Extract:
□ □ □ □ □

An open API service indexing awesome lists of open source software.

https://github.com/davidshq/oreillyas

Little baby version of Python script that grabs a list of books available from O'Reilly Learning.
https://github.com/davidshq/oreillyas

api oreilly oreilly-books

Last synced: about 1 year ago
JSON representation

Little baby version of Python script that grabs a list of books available from O'Reilly Learning.

Awesome Lists containing this project

README

          

# O'Reilly Learning API Scraper

Version: 0.0.3 3/8/2024

## Table of Contents
1. [Description](#description)
2. [Usage](#usage)
3. [How It Works](#how-it-works)
4. [Why It Works This Way](#why-it-works-this-way)
5. [Loading Data Into SQLite](#loading-data-into-sqlite)
6. [Loading Data Into Neo4j](#loading-data-into-neo4j)
7. [Quirks](#quirks)
8. [Secondary Documentation / Scripts](#secondary-documentation--scripts)
9. [Credits](#credits)

## Description
A primitive Python script that pulls down all the available books from the
O'Reilly Learning API and saves them to a local directory as JSON.

Provides a utility to transform the JSON into a SQLite DB including preserving
many-to-many relationships.

Has several other useful scripts for transforming the database.

> NOTE: You have to have an authentication token from O'Reilly in order to pull down more
> than the first five pages of results.

□ □ □ □ □

Data supplied:
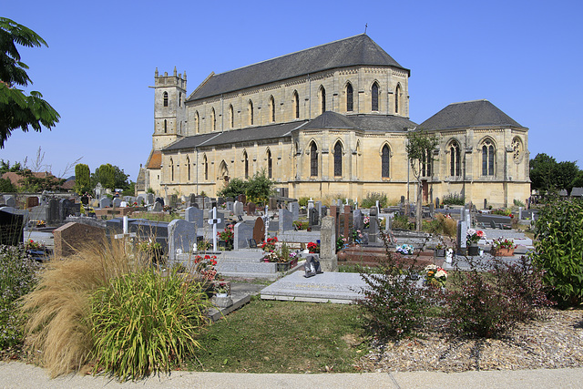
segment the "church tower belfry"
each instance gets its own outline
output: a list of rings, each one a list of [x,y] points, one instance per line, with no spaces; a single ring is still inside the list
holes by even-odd
[[[154,74],[154,134],[152,148],[161,150],[166,146],[186,136],[186,72],[159,76]]]

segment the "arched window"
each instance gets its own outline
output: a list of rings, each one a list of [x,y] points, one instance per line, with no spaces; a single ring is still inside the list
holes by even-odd
[[[494,145],[487,139],[482,146],[482,176],[494,176]]]
[[[253,102],[251,100],[249,100],[248,109],[249,109],[249,125],[252,126],[253,125]]]
[[[318,177],[318,148],[316,142],[310,146],[310,176]]]
[[[349,112],[354,108],[353,98],[353,85],[348,83],[346,85],[346,110]]]
[[[215,131],[217,129],[217,115],[215,115],[215,108],[210,108],[210,125],[211,129]]]
[[[326,112],[326,89],[322,86],[320,87],[320,107],[322,108],[320,113]]]
[[[379,85],[374,82],[371,88],[371,109],[373,111],[379,110]]]
[[[209,180],[209,159],[206,155],[202,158],[202,164],[204,165],[204,179],[206,181]]]
[[[343,144],[339,141],[334,145],[334,177],[343,175]]]
[[[243,164],[245,165],[245,179],[249,179],[249,157],[247,151],[243,151]]]
[[[233,128],[235,127],[235,111],[232,104],[229,105],[229,126]]]
[[[267,149],[267,177],[271,179],[273,175],[273,159],[271,159],[271,150]]]
[[[189,156],[186,157],[186,170],[187,170],[187,179],[190,180],[190,158]]]
[[[272,122],[275,121],[275,100],[273,99],[272,96],[270,97],[270,115],[271,120]]]
[[[293,91],[293,118],[300,118],[300,97],[298,91]]]
[[[461,151],[459,143],[454,140],[449,147],[449,175],[452,177],[459,177],[461,175],[460,169]]]
[[[381,155],[381,177],[388,179],[391,177],[391,150],[387,145],[383,146],[383,152]]]

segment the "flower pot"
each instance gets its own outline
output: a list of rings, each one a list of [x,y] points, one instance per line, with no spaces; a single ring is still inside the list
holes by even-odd
[[[479,255],[479,253],[480,253],[480,247],[477,245],[477,243],[471,243],[467,248],[467,255],[476,256],[476,255]]]

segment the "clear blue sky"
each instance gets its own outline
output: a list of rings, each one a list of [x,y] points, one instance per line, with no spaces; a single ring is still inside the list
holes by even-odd
[[[359,9],[360,8],[360,9]],[[411,69],[411,119],[486,98],[530,128],[530,158],[581,158],[583,2],[5,1],[0,16],[49,47],[23,48],[34,85],[61,115],[53,130],[8,138],[0,159],[54,174],[81,158],[135,180],[154,130],[154,70],[187,72],[188,93],[211,72],[367,34]],[[69,175],[74,174],[70,170]]]

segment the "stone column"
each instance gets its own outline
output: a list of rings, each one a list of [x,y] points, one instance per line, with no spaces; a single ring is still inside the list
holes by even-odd
[[[322,218],[320,230],[320,265],[322,271],[338,271],[335,230],[334,218]]]

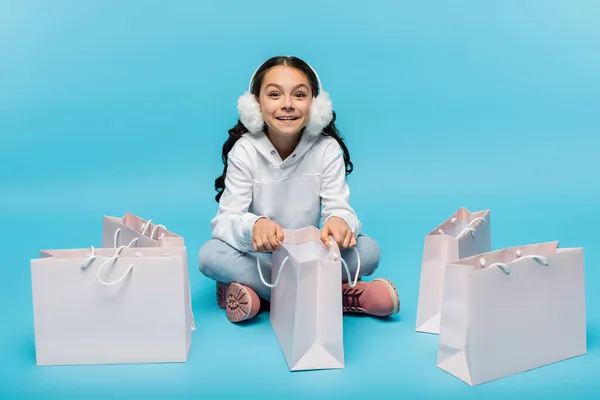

□ □ □ □ □

Task:
Extend the O'Reilly Learning API scraper README above, picking up right after its final note about authentication tokens.

In response:
## Usage
1. Clone the repository
2. Install pipenv: `pip install pipenv`
3. Install dependencies and create virtual environment: `pipenv install`
4. Activate the virtual environment: `pipenv shell`
5. Tweak any settings you want in `main.py`
6. Run the script: `python main.py`

## How It Works
It adds each page of results from the O'Reilly API to a Python dictionary
then writes that dictionary out to a JSON file.

## Why It Works This Way
Each page of results is its own contained JSON, we could concatenate
the JSON manually, but adding it to the dictionary is easier.

## Loading Data Into SQLite
In the `json-to-sqlite` subfolder you'll find three scripts which can be used to:
1. Add a unique integer (pid) to each book record in `oreilly.json`: `add_pid_to_json.py`
2. Create a SQLite DB and appropriate tables to contain the data from `oreilly.json`: `create_db.py`
3. Transform the JSON data from `oreilly.json` into rows of data in the new SQLite DB: `convert_json_to_tables.py`

### Some Useful Views
You can optionally create a set of views that may be easier to use than the raw tables. You can add these views by running `/create_views.py`

Currently this generates a view for each publisher as well as a view for publishers with various imprints.

It also generates a view of each book that includes the publisher's name.

### Getting counts of books by publisher
You can populate the `book_counts` column on the `publishers` table with the number of books each publisher has by running `/add_count_to_publishers.py`

## Loading Data Into Neo4j
In the `json-to-neo4j` subfolder you'll find a script that can be used to load the data from `oreilly.json` into a Neo4j database.

You should have an existing Neo4j database running and have set the host and auth environment variables in the `.env` file.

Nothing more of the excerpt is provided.